BEGIN MATERIALS PROVIDED
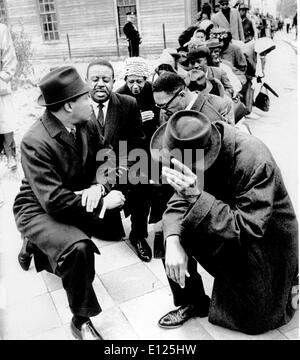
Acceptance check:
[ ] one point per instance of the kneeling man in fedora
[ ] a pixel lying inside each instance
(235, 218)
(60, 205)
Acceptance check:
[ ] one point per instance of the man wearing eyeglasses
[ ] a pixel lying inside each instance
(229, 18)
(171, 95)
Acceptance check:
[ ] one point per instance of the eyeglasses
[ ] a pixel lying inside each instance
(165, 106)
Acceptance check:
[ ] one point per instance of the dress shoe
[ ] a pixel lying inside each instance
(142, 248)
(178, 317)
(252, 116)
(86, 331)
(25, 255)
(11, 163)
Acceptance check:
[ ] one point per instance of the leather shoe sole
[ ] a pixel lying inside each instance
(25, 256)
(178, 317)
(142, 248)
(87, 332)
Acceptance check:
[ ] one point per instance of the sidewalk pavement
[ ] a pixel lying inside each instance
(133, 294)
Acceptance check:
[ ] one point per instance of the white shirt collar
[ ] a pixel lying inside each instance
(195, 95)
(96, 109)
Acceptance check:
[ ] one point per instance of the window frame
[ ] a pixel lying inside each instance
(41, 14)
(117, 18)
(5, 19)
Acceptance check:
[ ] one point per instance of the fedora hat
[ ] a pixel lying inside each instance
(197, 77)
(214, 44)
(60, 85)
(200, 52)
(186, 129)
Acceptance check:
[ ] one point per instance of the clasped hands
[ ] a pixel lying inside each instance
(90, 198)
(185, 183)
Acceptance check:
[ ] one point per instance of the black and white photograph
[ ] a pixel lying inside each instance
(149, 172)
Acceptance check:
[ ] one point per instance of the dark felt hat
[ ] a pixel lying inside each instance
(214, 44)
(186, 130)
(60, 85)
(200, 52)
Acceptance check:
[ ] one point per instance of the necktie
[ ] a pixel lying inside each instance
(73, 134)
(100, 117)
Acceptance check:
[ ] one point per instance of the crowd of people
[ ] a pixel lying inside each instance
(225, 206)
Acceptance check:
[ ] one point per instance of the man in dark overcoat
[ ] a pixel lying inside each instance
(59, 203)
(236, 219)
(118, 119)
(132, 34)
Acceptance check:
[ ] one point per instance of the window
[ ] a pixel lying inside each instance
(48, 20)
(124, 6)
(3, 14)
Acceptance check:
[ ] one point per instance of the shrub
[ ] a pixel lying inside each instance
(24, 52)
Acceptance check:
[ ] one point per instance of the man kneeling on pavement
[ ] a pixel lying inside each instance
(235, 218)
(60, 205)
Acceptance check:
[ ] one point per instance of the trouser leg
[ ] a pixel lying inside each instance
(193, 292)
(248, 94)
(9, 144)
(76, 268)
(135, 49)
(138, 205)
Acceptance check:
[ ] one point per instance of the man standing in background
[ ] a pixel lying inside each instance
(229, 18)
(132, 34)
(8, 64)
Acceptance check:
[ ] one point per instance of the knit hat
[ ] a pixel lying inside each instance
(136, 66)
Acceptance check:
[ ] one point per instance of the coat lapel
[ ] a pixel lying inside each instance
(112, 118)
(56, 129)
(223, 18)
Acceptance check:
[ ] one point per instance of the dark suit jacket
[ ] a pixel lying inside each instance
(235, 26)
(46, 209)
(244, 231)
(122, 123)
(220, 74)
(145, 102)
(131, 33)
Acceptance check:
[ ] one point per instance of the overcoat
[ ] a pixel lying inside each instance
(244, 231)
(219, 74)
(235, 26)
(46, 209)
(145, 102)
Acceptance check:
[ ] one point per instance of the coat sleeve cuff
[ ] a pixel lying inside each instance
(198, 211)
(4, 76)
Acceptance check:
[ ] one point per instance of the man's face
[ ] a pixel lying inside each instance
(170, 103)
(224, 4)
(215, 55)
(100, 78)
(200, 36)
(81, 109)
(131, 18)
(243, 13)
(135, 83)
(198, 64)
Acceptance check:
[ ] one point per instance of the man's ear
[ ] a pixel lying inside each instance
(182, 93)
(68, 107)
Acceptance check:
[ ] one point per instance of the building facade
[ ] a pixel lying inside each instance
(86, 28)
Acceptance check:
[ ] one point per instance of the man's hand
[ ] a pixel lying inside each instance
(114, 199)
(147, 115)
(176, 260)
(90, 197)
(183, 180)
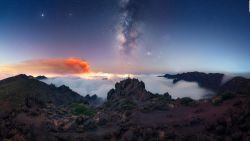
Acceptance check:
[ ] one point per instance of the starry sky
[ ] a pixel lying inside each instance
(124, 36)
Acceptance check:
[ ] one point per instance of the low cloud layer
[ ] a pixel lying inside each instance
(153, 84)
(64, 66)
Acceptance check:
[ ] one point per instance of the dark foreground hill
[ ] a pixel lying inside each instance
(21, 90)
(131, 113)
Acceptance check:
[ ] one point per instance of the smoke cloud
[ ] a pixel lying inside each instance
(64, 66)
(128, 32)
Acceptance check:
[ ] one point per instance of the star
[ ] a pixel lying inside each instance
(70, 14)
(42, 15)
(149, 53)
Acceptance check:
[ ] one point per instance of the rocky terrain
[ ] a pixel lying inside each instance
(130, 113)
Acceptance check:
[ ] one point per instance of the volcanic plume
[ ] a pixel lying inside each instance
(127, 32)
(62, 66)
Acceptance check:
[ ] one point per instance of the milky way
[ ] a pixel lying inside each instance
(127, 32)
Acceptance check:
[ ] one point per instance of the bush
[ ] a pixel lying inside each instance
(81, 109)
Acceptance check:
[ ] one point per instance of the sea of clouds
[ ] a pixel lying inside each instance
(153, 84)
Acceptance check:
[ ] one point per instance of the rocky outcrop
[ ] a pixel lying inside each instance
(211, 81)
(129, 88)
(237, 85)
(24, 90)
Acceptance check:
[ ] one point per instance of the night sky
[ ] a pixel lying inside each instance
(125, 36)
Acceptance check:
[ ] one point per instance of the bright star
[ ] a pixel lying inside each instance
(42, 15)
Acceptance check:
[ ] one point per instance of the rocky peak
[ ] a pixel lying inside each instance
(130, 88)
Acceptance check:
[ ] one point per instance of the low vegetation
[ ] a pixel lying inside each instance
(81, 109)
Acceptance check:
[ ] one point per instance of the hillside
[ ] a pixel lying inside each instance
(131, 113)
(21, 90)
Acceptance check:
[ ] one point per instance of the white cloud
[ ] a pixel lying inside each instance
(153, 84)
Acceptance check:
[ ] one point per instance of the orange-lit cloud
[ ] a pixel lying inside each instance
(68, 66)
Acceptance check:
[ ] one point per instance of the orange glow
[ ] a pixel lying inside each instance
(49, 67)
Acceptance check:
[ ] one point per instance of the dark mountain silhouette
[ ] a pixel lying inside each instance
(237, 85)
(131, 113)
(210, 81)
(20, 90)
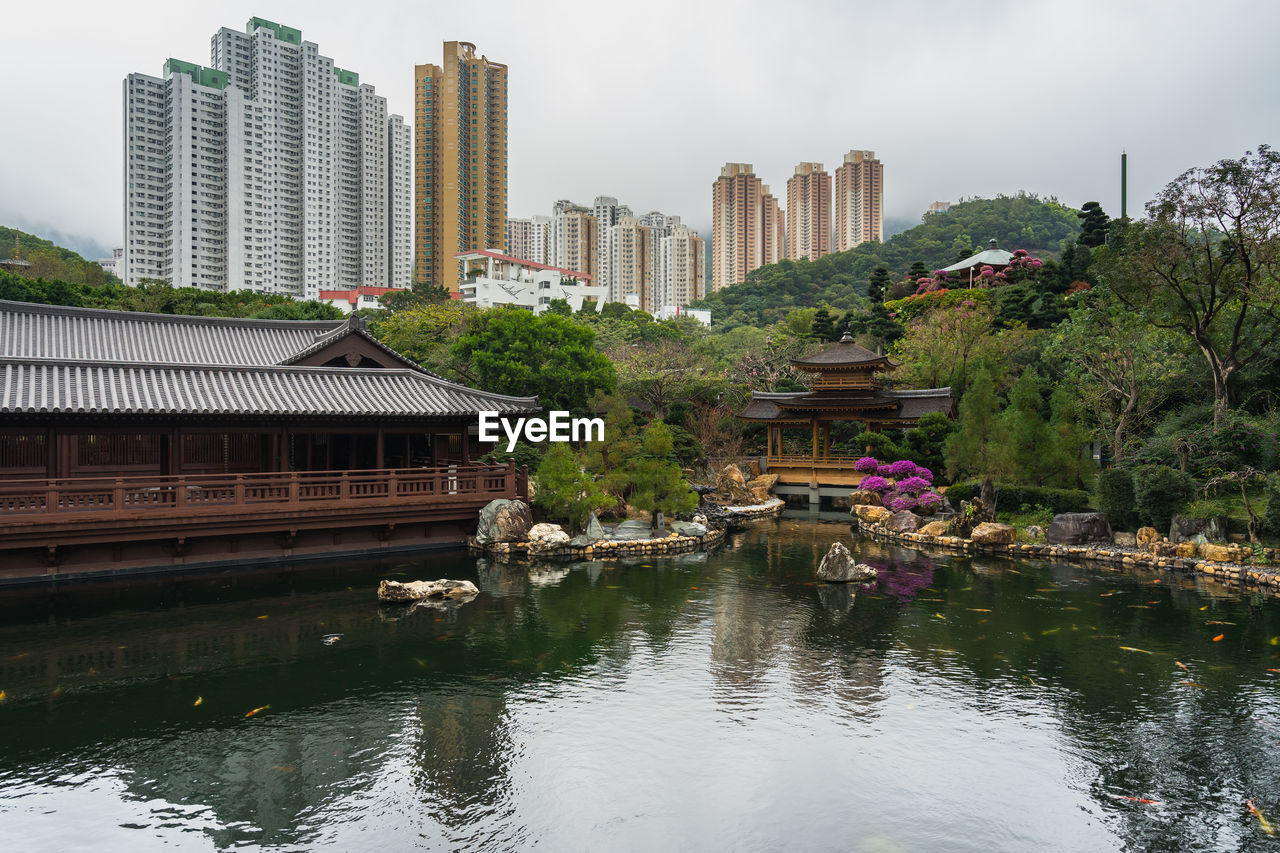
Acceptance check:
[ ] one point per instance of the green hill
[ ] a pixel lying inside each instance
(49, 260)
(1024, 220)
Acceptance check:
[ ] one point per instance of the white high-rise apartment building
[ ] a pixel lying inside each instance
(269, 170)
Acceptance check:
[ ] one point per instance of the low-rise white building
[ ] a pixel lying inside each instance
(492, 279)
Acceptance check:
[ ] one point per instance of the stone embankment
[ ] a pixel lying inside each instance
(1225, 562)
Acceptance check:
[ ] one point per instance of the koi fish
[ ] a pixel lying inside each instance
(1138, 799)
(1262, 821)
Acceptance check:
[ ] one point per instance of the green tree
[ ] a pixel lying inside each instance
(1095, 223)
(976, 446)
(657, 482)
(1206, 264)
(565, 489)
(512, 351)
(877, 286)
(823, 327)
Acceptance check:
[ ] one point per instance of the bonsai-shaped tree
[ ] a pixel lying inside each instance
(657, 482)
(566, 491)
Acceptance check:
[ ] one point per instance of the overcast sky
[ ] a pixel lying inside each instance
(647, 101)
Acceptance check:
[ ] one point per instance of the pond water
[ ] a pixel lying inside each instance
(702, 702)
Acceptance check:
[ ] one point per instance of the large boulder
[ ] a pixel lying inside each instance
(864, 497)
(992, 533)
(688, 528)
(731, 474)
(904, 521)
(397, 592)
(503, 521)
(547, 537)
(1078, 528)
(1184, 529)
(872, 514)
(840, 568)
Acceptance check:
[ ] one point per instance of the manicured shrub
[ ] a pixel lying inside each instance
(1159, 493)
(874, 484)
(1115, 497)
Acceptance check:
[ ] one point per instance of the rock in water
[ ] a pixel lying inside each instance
END MATERIALS PROVIDED
#### YOUR OBJECTIVE
From the records above, transcribe without alteration every line from the one with "[ ] one point per instance of the sidewalk" to the one with "[ ] one point per instance of the man kneeling", inclusive.

#### COMPLETED TASK
[ ] one point per instance of the sidewalk pavement
[ ] a pixel lying inside each instance
(133, 294)
Acceptance check:
[ ] one point per instance of the white shirt collar
[ ] a pixel lying inside each instance
(195, 95)
(96, 109)
Acceptance check:
[ ] one point per instance of the window frame
[ ] a pixel lying inside each instance
(41, 14)
(117, 18)
(5, 19)
Acceptance check:
[ ] one point per instance of the fedora hat
[ ] a pixel lying inside each instance
(197, 77)
(214, 44)
(60, 85)
(200, 52)
(186, 129)
Acceptance check:
[ ] one point per instance of the clasped hands
[ ] a pixel lying inside each instance
(90, 198)
(185, 183)
Acceptance check:
[ ] one point per instance of the black and white photograph
[ ] a pixel lying inside each instance
(149, 172)
Acceptance check:
[ ] one point per instance of the dark felt hat
[ ] a pixel lying inside each instance
(214, 44)
(186, 130)
(60, 85)
(200, 52)
Acceptance check:
[ ] one point per instance of the necktie
[ ] a pixel lying inside each instance
(73, 134)
(100, 117)
Acceptance check:
[ ] one point per instance of the crowd of people
[ ] a pixel lying inside each instance
(225, 206)
Acceptance check:
[ ] one point per instance of the man in dark overcoat
[ ] a pixel lying inside each instance
(59, 203)
(236, 219)
(118, 119)
(132, 34)
Acceptance check:
[ ] one point per instance of the window
[ ] a pixel lying inside each instance
(48, 20)
(124, 6)
(3, 14)
Acceptance check:
[ ] one point per instance of the shrub
[ ] a pixel lying inside each instance
(24, 52)
Acceptance check:
[ ] one point per instance of the man kneeling on pavement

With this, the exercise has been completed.